# [REQUIRED WORK]
Gather and copy out every line in the listing below that contains the string "polyp". Treat uppercase and lowercase as different, so only lines with the same case count.
----- SUPPLIED DATA -----
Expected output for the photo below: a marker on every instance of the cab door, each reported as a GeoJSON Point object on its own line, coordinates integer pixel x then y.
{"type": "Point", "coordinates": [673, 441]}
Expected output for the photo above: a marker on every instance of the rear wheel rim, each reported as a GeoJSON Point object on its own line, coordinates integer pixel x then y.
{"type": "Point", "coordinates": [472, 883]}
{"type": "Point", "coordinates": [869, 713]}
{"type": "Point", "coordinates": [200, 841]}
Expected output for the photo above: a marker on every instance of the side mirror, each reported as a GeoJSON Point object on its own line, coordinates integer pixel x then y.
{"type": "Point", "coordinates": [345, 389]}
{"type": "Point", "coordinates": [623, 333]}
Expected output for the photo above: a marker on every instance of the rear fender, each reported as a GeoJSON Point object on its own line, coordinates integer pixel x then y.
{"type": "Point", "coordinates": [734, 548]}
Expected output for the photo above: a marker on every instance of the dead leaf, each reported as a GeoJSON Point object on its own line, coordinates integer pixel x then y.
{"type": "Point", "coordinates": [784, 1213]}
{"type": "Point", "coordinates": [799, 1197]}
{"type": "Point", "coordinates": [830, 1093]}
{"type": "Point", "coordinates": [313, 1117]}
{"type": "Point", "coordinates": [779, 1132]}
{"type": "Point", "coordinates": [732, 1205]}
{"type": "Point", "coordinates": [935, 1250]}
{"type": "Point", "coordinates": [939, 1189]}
-----
----- SUPPLIED DATA -----
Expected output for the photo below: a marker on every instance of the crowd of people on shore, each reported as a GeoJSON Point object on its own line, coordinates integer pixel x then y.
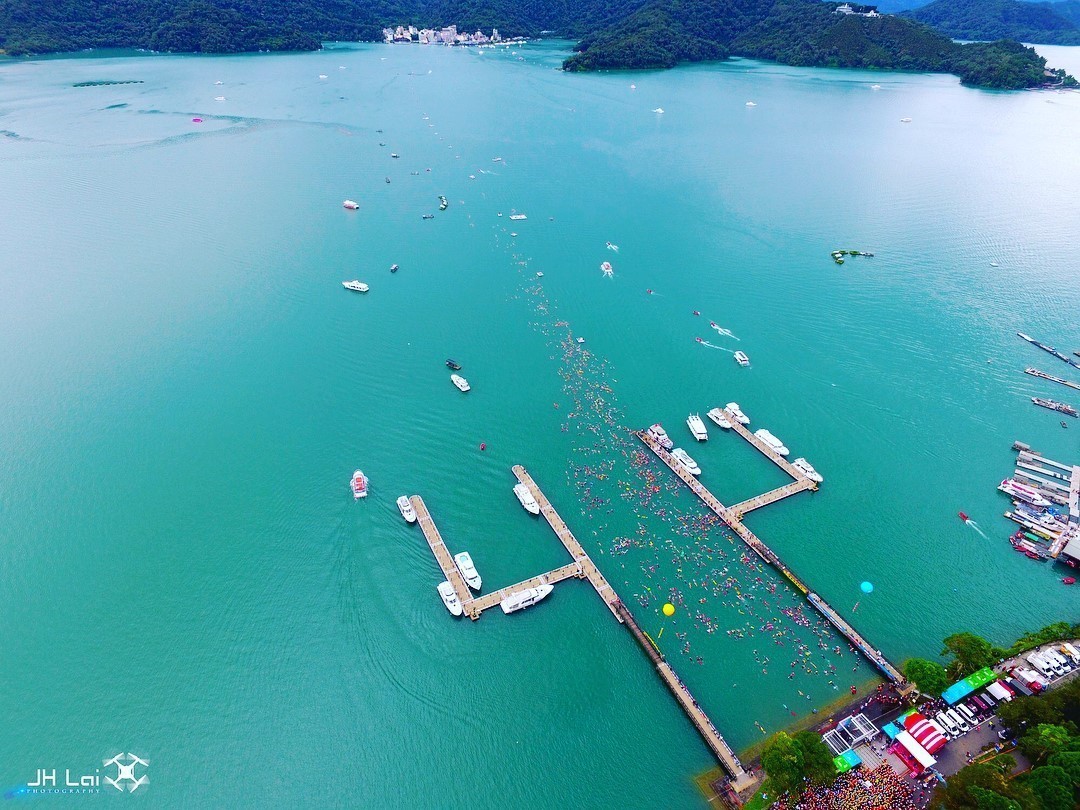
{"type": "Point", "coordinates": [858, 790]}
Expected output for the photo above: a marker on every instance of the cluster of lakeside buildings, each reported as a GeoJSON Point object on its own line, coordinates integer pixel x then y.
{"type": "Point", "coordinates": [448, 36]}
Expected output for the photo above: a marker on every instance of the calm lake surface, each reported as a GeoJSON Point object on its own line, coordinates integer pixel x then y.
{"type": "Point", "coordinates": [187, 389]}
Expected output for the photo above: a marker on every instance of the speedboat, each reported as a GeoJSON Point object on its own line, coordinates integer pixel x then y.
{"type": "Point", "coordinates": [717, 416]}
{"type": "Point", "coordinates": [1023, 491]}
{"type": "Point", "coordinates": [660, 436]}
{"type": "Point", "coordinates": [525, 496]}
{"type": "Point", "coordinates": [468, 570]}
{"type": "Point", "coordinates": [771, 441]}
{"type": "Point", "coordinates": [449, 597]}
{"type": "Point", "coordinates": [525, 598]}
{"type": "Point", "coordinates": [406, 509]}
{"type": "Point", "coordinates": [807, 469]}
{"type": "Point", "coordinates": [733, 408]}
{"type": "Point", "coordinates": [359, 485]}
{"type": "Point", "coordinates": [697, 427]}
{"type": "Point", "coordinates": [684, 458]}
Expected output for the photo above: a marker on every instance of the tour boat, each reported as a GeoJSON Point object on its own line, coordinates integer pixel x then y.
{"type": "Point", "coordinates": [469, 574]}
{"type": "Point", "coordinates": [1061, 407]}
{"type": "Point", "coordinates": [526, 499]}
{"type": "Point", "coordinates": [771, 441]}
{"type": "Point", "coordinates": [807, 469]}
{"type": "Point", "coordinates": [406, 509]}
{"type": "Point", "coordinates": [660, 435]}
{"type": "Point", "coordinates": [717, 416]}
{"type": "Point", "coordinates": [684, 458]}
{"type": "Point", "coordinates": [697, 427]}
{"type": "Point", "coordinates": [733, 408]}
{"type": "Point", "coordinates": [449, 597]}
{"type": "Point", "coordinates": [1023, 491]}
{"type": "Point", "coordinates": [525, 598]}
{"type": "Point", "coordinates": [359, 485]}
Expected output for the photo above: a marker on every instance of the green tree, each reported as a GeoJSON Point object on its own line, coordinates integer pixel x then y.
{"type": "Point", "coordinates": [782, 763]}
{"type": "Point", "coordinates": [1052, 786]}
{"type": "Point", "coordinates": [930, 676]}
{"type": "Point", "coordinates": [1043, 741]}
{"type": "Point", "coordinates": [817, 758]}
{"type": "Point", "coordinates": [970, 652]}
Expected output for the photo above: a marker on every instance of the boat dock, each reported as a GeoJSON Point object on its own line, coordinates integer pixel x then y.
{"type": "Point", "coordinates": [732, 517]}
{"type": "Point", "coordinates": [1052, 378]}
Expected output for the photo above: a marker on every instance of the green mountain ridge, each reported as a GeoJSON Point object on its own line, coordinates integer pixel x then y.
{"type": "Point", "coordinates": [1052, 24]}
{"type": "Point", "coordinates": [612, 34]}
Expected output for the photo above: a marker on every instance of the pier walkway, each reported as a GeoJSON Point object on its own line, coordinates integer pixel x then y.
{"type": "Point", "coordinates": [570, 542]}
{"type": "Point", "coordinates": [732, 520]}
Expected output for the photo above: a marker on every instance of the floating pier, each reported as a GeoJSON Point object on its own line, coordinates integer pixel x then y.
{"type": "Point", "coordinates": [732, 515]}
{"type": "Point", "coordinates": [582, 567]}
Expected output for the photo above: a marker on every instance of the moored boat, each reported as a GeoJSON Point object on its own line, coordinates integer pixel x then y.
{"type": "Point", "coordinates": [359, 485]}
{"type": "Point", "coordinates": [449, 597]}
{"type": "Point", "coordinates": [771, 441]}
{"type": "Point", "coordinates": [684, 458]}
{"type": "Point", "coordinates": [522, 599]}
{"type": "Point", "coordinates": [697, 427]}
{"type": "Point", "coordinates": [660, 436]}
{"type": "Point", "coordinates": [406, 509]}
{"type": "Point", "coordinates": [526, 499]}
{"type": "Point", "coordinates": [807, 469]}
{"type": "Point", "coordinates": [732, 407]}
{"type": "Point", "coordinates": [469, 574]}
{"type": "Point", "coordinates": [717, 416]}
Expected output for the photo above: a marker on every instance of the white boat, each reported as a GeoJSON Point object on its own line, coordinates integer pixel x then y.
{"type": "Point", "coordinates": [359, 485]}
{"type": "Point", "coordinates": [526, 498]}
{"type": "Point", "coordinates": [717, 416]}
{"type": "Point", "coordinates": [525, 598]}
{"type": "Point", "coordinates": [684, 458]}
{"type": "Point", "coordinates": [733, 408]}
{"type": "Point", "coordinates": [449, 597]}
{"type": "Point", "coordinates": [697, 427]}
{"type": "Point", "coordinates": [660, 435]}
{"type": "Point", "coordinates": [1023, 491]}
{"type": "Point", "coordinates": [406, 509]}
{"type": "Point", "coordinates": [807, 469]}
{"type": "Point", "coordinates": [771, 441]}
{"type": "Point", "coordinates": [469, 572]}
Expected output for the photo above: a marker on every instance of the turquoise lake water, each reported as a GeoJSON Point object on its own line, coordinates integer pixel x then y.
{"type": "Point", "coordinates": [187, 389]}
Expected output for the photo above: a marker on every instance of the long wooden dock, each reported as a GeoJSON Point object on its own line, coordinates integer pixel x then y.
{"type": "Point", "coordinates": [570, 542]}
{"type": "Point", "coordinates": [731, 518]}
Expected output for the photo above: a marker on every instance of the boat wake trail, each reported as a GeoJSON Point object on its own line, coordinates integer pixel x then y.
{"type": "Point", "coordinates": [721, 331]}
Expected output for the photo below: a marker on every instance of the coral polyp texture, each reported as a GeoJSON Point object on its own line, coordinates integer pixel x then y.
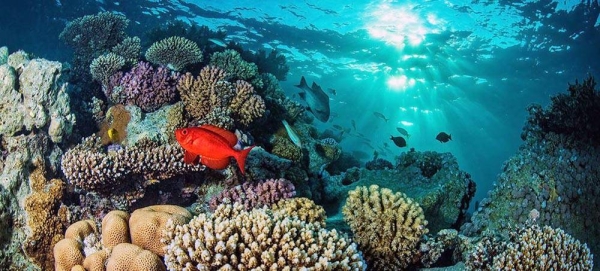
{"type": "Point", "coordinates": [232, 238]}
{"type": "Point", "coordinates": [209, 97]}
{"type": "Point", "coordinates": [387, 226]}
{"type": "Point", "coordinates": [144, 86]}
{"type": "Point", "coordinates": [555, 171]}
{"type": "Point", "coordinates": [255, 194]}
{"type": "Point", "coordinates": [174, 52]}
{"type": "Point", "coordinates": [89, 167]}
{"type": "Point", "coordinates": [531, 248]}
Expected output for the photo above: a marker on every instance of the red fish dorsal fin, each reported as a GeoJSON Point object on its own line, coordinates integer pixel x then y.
-----
# [OUTPUT]
Expected output for the photo below: a marker on every instance of the coral polyp texture, each reported as a GeoJSON Point object on its own line, coordinates integer pixel x then y.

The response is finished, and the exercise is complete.